- [PROBLEM TO WORK ON]:
Repeat the full listing that follows, word for word.

- [STUDY MATERIAL]:
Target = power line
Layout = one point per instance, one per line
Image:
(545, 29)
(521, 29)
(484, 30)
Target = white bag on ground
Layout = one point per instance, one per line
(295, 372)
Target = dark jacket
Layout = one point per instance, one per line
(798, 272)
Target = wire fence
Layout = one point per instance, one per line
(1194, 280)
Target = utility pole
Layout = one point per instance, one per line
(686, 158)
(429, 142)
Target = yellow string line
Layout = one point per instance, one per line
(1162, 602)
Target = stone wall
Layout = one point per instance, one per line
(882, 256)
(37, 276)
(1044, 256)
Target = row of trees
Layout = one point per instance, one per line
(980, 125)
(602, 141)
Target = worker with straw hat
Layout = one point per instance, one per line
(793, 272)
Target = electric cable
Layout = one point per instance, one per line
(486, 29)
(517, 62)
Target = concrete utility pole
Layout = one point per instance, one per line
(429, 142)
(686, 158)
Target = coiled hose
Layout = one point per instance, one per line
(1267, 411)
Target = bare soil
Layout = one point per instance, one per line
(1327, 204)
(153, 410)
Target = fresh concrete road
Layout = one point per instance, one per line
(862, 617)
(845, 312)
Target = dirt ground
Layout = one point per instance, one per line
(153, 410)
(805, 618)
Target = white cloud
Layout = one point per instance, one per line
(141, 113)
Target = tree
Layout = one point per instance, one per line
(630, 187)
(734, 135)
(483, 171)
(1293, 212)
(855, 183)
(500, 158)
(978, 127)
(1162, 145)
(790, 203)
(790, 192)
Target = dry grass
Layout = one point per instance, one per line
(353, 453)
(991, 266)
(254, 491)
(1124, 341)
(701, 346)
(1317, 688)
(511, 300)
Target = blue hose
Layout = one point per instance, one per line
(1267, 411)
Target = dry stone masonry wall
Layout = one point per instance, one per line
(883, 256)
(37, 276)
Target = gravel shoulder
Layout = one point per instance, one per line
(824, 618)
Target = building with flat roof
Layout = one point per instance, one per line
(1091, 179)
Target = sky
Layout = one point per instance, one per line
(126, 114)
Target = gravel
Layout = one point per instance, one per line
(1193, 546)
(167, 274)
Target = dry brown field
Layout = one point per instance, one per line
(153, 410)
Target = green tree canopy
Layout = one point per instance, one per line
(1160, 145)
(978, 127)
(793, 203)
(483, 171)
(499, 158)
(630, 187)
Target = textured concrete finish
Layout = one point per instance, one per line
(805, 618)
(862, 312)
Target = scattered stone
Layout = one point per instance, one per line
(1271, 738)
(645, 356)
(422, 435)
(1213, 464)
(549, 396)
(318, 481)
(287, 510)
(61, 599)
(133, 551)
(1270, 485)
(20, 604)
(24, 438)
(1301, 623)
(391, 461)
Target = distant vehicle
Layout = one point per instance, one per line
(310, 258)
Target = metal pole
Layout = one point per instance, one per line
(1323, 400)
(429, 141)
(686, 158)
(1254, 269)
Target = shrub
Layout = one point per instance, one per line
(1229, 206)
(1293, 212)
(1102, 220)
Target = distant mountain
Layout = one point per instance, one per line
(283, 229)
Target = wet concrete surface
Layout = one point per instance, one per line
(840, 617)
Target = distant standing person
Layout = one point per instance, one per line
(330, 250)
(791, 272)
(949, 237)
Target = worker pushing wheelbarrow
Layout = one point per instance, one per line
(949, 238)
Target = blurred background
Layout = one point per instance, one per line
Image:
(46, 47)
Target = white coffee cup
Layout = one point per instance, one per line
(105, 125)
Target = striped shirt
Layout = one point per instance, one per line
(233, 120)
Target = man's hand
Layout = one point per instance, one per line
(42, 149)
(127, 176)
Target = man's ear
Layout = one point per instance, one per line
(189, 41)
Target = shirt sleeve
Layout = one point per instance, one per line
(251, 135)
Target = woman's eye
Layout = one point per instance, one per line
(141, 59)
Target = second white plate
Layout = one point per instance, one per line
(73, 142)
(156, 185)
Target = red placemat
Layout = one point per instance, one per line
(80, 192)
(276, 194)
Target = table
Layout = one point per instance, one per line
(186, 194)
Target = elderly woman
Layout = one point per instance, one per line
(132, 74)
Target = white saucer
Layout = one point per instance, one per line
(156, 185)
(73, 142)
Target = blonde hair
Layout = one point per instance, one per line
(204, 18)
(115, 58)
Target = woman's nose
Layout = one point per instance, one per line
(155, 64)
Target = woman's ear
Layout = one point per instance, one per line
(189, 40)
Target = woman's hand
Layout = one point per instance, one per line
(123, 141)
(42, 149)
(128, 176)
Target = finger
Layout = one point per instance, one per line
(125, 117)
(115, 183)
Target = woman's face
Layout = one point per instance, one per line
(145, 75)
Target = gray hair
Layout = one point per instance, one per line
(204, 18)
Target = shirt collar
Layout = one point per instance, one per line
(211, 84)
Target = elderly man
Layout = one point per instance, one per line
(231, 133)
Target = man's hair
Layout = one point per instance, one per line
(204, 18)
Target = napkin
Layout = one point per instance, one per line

- [WRITTEN ANSWER]:
Target = power line
Layout = one point per instance, one per line
Image:
(545, 29)
(521, 29)
(484, 30)
Target = white bag on ground
Layout = one point per instance, one per line
(295, 372)
Target = dark jacket
Layout = one point per instance, one per line
(798, 272)
Target = wire fence
Layout = one point per instance, one per line
(1194, 280)
Target = utility pole
Layout = one point per instance, one per line
(686, 158)
(429, 142)
Target = yellow string line
Layout = one point per instance, one per line
(1162, 602)
Target = stone wall
Layout = one point per instance, one per line
(882, 256)
(37, 276)
(1044, 256)
Target = row of trees
Layout = one point per instance, one per line
(980, 125)
(602, 141)
Target = worker with straw hat
Layout = one point per instance, one per line
(793, 272)
Target = electric cable
Layout = one point per instance, one per line
(486, 29)
(517, 62)
Target = concrete utility pole
Layout = one point per instance, one per line
(429, 142)
(686, 158)
Target = coiled hose
Layout = one point per instance, one per line
(1267, 411)
Target = bare soil
Layout = one point per instance, one per line
(1327, 204)
(153, 410)
Target = fresh concrete road
Layout = one point per instance, one per line
(862, 617)
(845, 312)
Target = dirt ground
Layout = one point per instance, one per line
(153, 410)
(805, 618)
Target = white cloud
Layout = one point per instance, one per line
(141, 113)
Target = tree
Layout = one point per instance, one per line
(630, 187)
(734, 135)
(483, 171)
(1293, 212)
(855, 183)
(500, 158)
(978, 127)
(1162, 145)
(790, 203)
(790, 192)
Target = dry grass
Layout = one point per instance, one per line
(353, 453)
(991, 266)
(254, 491)
(1124, 341)
(701, 346)
(1317, 688)
(511, 300)
Target = blue hose
Layout = one point per instance, one per line
(1267, 411)
Target = dry stone masonry wall
Layout = one point per instance, one per line
(883, 256)
(37, 276)
Target = gravel shoulder
Layout = one point per instance, one per line
(824, 618)
Target = building with flat roof
Layout = one point per instance, one per line
(1091, 179)
Target = sky
Layout = one point per instance, one per line
(126, 114)
Target = gravel
Layout = one point per instance, one per line
(1193, 546)
(167, 274)
Target = dry brown field
Layout = one point per instance, one per line
(153, 410)
Target = green tree canopy
Layout = one point per instance, one per line
(1160, 145)
(978, 127)
(793, 203)
(483, 171)
(499, 158)
(630, 187)
Target = textured concrete finish
Layout = one point per instance, one per line
(805, 618)
(862, 312)
Target = scattered stone
Layout = one point per instance, one per line
(1271, 738)
(645, 356)
(422, 435)
(1213, 464)
(549, 396)
(318, 481)
(287, 510)
(61, 599)
(133, 551)
(1270, 485)
(20, 604)
(24, 438)
(1301, 623)
(391, 461)
Target = distant vehicle
Layout = one point per instance, one per line
(310, 258)
Target = metal pole
Layout = one point per instance, one per line
(1323, 400)
(429, 141)
(686, 158)
(1254, 269)
Target = shrub
Layout = one point per instance, one per line
(1229, 206)
(1293, 212)
(1102, 220)
Target = distant mountain
Layout = one point per instance, one per line
(283, 229)
Target = wet concrete surface
Layout = one point per instance, one per line
(840, 617)
Target = distant standing person
Layout = one point per instance, one per line
(330, 250)
(791, 272)
(949, 237)
Target = worker pushing wheelbarrow
Layout = one point per instance, one per line
(949, 238)
Target = blurred background
Layout = one point per instance, one per line
Image:
(46, 47)
Target = white coffee cup
Layout = one point per instance, one per line
(105, 125)
Target = striped shirt
Layout = one point per instance, one per line
(233, 120)
Target = man's hand
Layout = one point per instance, one per line
(42, 149)
(127, 176)
Target = man's ear
Layout = one point per instance, one per line
(189, 41)
Target = shirt sleeve
Layout = one point per instance, one per line
(251, 135)
Target = woman's eye
Layout = one point per instance, one per line
(141, 59)
Target = second white plate
Layout = one point per instance, one per line
(73, 142)
(156, 185)
Target = red placemat
Layout = one point per instance, one per line
(80, 192)
(276, 194)
Target = table
Layout = one point per instance, one per line
(186, 194)
Target = elderly woman
Layout = one point per instance, one per line
(132, 74)
Target = white saucer
Layout = one point per instance, one per line
(156, 185)
(73, 142)
Target = blonde hair
Layout = one point per instance, one per line
(204, 18)
(115, 58)
Target = woman's nose
Layout = one point per instance, one per line
(155, 64)
Target = woman's ear
Layout = one point per instance, one per line
(189, 40)
Target = woman's hand
Layout = one point per instance, one per line
(123, 141)
(42, 149)
(128, 176)
Target = finger
Layout = one point per instance, one per line
(125, 117)
(115, 183)
Target = woman's face
Layout = one point per instance, one per line
(145, 75)
Target = gray hair
Layout = one point per instance, one per line
(204, 18)
Target = shirt collar
Layout = one point per instance, one per line
(211, 84)
Target = elderly man
Layout = one point per instance, one per line
(231, 133)
Target = man's hair
Layout = one point per instance, one per line
(204, 18)
Target = napkin
Layout = one point per instance, one per line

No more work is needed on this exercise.